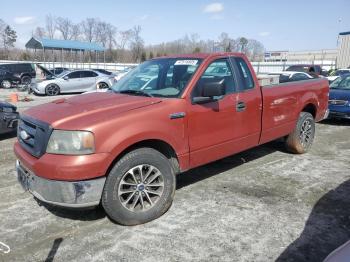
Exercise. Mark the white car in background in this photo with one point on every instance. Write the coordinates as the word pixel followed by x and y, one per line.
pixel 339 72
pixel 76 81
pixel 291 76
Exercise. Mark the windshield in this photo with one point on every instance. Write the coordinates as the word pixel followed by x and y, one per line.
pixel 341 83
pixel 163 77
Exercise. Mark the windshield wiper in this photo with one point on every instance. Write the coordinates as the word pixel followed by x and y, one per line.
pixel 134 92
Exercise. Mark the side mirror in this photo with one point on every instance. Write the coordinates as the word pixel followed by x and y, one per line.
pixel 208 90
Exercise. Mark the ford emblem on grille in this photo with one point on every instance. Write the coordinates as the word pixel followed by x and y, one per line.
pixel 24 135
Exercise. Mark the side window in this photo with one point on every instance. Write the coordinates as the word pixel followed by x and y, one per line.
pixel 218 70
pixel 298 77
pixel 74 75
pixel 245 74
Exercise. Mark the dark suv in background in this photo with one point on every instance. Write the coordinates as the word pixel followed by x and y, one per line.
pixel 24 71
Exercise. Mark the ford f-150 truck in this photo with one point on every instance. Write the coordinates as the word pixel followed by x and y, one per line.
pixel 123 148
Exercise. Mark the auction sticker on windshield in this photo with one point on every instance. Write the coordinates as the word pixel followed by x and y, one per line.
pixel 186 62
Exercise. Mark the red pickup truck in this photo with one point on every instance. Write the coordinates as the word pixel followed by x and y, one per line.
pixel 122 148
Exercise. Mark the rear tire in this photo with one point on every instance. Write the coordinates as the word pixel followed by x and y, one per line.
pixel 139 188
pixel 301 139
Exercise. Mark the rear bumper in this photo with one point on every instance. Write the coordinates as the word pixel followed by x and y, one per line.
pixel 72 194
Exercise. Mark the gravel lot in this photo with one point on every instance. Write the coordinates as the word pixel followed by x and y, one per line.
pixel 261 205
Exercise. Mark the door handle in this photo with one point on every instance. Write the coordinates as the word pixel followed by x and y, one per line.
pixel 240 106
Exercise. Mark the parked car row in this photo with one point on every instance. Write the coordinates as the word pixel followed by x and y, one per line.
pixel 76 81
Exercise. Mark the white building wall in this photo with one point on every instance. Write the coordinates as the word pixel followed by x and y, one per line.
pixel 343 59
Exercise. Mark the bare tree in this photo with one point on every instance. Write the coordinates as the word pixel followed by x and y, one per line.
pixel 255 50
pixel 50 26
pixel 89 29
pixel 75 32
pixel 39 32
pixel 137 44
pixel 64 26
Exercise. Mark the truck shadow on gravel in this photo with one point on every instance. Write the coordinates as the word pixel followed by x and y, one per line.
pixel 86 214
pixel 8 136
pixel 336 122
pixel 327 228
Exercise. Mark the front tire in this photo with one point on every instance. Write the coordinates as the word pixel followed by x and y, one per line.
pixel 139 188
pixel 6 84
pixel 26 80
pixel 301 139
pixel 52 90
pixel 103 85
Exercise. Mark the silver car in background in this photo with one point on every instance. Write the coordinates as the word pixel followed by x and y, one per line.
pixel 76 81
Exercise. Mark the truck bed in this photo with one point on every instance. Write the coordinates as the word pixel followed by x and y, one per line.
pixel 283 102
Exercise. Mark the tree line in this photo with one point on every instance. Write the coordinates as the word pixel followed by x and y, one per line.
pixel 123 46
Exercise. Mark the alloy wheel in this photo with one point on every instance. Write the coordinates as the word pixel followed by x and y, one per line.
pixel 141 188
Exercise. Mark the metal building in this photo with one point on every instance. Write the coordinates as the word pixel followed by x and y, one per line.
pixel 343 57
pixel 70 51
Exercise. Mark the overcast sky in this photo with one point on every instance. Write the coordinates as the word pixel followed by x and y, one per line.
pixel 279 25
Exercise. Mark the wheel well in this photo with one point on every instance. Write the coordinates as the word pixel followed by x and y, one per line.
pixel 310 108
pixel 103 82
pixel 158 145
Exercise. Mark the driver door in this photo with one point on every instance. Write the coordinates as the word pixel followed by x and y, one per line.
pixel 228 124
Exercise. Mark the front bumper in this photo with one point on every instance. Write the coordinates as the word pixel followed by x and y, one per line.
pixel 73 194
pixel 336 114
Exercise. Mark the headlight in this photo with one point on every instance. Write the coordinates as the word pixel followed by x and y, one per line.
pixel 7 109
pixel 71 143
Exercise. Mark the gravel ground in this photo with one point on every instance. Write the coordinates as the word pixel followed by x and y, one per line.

==

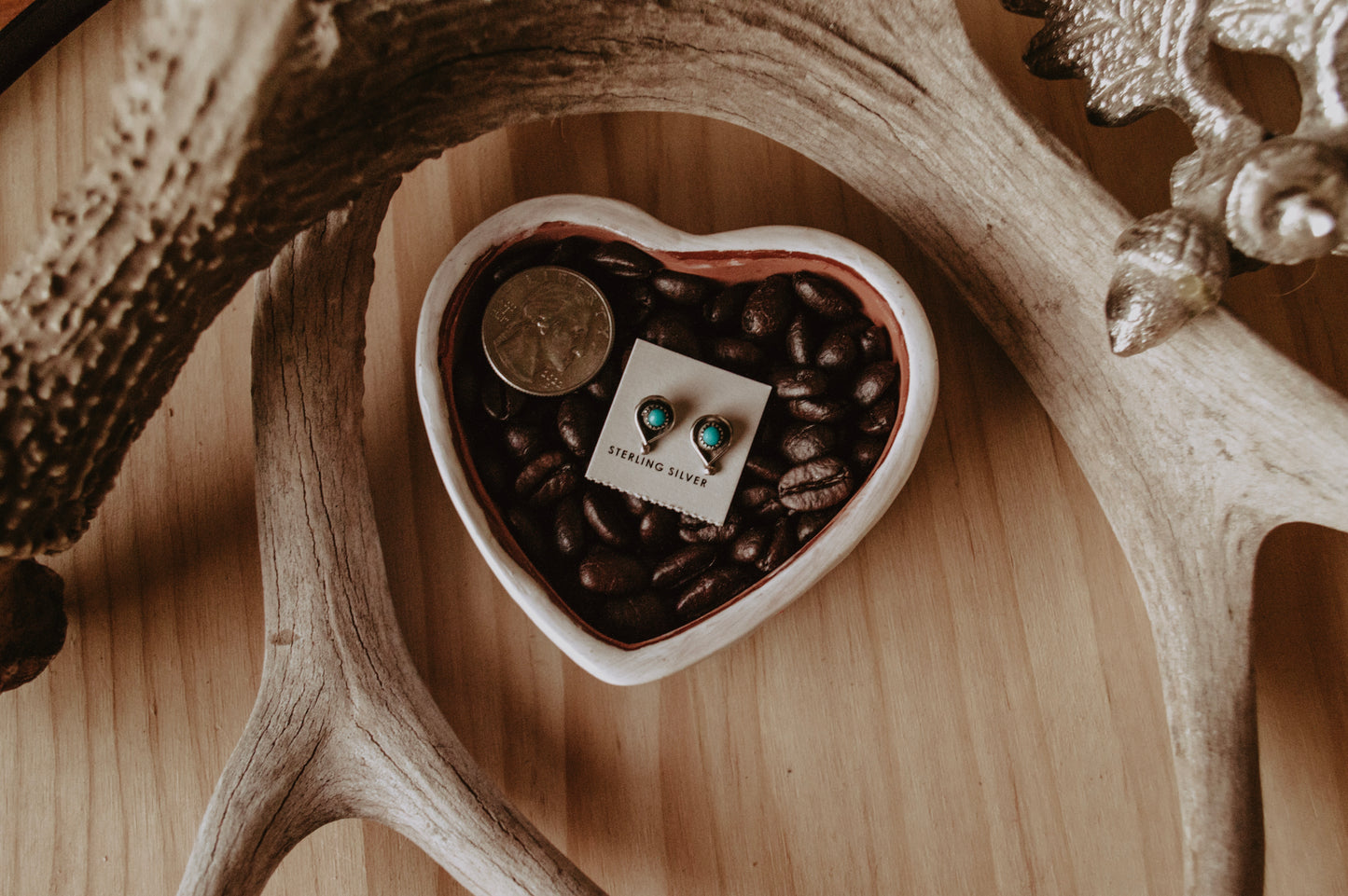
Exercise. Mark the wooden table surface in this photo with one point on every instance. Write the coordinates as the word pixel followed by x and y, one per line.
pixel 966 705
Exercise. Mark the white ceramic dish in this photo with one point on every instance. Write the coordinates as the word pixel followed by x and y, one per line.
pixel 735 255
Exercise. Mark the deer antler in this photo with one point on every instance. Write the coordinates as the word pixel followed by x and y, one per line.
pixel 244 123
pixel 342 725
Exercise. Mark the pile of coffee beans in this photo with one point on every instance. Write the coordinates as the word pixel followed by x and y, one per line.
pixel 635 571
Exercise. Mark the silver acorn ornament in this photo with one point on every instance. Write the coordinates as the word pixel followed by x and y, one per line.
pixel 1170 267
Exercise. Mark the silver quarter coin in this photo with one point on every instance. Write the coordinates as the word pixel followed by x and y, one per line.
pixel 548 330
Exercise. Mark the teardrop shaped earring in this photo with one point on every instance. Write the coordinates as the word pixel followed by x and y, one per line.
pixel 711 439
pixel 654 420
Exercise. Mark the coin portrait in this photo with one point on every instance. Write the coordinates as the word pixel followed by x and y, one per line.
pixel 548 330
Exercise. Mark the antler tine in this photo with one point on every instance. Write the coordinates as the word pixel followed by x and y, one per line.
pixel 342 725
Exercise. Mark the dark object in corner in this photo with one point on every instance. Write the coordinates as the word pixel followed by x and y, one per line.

==

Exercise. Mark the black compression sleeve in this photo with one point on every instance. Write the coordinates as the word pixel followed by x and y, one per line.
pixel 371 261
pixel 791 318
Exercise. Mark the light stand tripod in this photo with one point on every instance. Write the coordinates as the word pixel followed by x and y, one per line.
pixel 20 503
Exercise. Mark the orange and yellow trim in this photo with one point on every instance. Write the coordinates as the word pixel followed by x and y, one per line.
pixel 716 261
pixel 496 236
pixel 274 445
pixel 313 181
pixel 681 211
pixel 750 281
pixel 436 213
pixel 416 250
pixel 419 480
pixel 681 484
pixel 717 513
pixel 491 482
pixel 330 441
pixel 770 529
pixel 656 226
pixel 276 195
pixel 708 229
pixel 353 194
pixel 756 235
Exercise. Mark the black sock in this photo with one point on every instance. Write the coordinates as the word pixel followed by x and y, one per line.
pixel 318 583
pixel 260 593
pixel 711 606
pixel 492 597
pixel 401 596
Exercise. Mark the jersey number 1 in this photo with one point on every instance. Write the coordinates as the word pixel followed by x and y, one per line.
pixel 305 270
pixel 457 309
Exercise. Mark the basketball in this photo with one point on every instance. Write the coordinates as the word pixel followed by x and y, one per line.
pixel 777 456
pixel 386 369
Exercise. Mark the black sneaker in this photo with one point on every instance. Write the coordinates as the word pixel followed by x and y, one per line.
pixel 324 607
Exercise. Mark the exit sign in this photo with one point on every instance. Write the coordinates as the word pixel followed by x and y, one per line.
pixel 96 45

(WHAT YOU SHOULD DO)
Rewrite the lines between the one holding "Exercise. Mark the exit" and the one holding "pixel 96 45", inclusive, swapping "exit sign" for "ceiling light" and keeping everything else unchanged.

(THE RESULT)
Exercise. Mark the ceiling light in this photo with one point on every instance. Write the coordinates as the word pixel followed by x and y, one per line.
pixel 96 45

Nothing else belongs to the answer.